Exercise brief →
Write out again every line of the rows, starting with the line with "e.g. [(80, 386)]" and going on through the line with "[(555, 180), (125, 217), (22, 163), (513, 169)]". Keep each line the same, except shift every coordinate in the answers by -13.

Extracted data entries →
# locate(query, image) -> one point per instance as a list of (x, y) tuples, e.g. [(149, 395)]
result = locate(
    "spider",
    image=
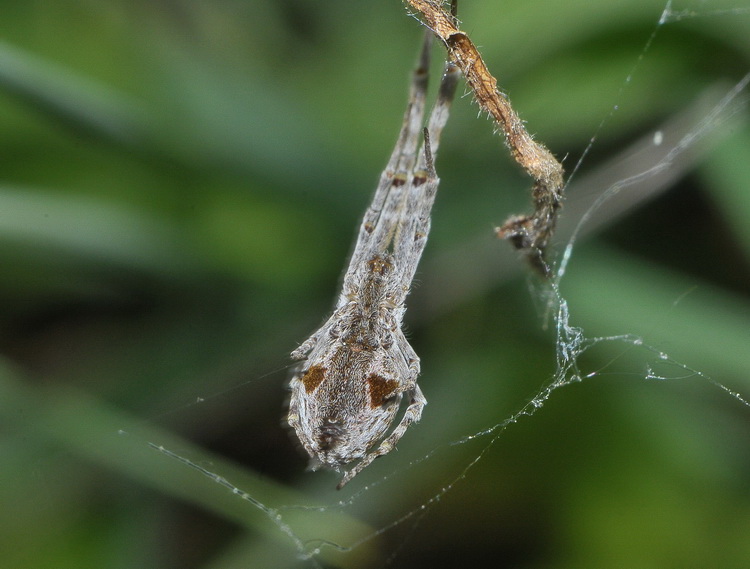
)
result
[(358, 366)]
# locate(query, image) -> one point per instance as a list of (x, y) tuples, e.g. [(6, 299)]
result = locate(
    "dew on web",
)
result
[(572, 345)]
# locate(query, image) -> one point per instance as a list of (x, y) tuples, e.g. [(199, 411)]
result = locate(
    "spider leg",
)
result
[(424, 184), (381, 218)]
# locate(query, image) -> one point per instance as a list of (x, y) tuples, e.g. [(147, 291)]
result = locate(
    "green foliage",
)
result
[(179, 186)]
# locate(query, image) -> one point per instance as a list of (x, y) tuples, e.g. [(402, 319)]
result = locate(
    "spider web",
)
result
[(302, 525)]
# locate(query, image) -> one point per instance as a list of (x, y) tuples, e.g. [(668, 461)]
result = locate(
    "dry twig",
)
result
[(528, 233)]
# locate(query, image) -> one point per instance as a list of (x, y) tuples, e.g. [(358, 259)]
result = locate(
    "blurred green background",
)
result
[(180, 183)]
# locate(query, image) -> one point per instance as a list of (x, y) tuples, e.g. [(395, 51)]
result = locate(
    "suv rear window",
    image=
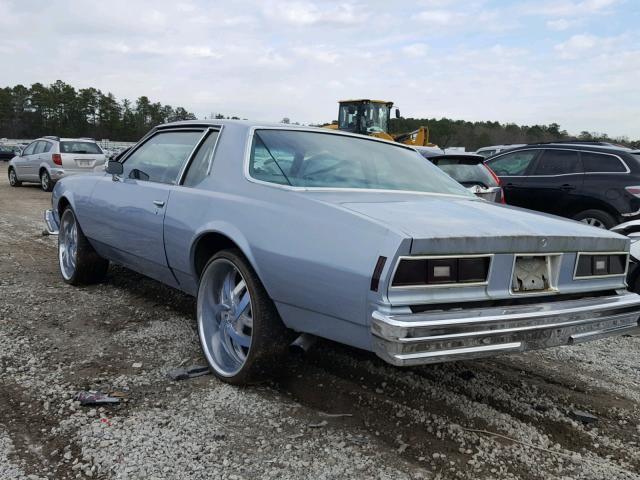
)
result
[(558, 162), (79, 147), (598, 162)]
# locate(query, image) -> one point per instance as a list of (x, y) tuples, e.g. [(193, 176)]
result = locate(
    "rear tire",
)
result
[(79, 262), (241, 333), (13, 178), (45, 181), (596, 218)]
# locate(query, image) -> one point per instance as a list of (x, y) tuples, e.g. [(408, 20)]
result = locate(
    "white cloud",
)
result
[(415, 50)]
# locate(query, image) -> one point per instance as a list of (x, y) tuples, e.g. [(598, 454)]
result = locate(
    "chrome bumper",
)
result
[(439, 336), (51, 221)]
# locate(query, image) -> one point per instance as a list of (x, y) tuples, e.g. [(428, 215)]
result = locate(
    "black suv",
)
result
[(596, 183)]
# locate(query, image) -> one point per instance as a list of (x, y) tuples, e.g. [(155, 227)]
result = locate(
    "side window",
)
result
[(200, 164), (30, 149), (515, 163), (267, 165), (597, 162), (558, 162), (161, 157)]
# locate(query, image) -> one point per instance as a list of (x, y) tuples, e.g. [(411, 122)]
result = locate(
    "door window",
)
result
[(558, 162), (597, 162), (200, 164), (161, 157), (30, 149), (515, 163)]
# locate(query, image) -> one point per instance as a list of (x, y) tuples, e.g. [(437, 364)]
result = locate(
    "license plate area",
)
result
[(534, 273)]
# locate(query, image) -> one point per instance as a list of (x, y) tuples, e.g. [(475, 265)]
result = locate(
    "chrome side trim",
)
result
[(51, 222), (587, 277), (440, 285)]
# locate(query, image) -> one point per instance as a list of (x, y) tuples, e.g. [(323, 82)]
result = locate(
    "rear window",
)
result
[(598, 162), (467, 173), (79, 147), (558, 162)]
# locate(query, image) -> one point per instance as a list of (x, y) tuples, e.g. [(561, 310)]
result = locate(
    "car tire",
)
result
[(242, 338), (596, 218), (45, 181), (13, 178), (79, 263)]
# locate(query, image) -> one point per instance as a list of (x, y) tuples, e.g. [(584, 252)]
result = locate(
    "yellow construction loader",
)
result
[(371, 117)]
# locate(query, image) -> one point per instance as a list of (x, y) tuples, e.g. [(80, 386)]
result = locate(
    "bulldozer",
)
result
[(371, 117)]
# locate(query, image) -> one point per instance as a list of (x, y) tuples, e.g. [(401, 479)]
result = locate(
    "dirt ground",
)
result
[(336, 412)]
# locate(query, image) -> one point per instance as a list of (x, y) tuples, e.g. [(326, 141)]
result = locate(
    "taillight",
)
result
[(635, 191), (498, 181)]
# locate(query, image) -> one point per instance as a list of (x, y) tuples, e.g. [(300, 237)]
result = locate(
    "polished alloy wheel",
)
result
[(68, 245), (225, 318), (594, 222)]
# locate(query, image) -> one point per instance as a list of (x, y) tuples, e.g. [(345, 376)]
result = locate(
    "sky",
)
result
[(573, 62)]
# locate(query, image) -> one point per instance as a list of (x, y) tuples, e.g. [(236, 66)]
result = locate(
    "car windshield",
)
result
[(79, 147), (468, 172), (324, 160)]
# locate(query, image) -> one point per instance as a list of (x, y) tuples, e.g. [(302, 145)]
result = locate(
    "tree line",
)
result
[(60, 109), (472, 135)]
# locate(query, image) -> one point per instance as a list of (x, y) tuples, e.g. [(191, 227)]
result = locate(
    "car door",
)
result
[(555, 180), (125, 217), (22, 163), (513, 169)]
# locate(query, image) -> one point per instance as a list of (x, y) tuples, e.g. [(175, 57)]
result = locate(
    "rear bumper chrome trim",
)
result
[(439, 336), (51, 222)]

Task result →
# locate(query, image) -> one point per instance as a list of (x, y) tuples, e.g. [(80, 386)]
result = locate(
    "bulldozer",
)
result
[(358, 104)]
# locate(query, image) -> one point per instance as a list of (x, y) tuples, e.g. [(401, 479)]
result = locate(
    "dirt ground",
)
result
[(323, 399)]
# locate(query, image) -> one point per instance as a list of (x, y) tuples, e.g. [(326, 141)]
result = locate(
    "taillight",
)
result
[(622, 178), (485, 168)]
# locate(query, image) -> one point per instance as a list of (x, y) tuples, e.g. [(300, 237)]
result = locate(
    "polished alloy wheel",
)
result
[(55, 232), (212, 305), (581, 209)]
# locate(query, image) -> one point per instance as a list of (x, y) tuples, e.g. [(345, 376)]
result = locate(
    "sky",
)
result
[(560, 49)]
# locate(query, image) -> one point per instance as a list of (x, y) tuples, e.g. [(236, 66)]
result = locate(
    "car windshield",
)
result
[(66, 134), (455, 159), (311, 147)]
# locate(query, image) -> one point per instance as a list of (x, y) tuples, e.g. [(302, 145)]
result = locate(
    "tree line",
)
result
[(47, 96), (459, 122)]
# locate(query, image) -> one point per instance as a list of (x, y) tuples, e.g. [(191, 227)]
result = locate(
    "car door",
)
result
[(542, 167), (112, 204), (9, 150), (500, 156)]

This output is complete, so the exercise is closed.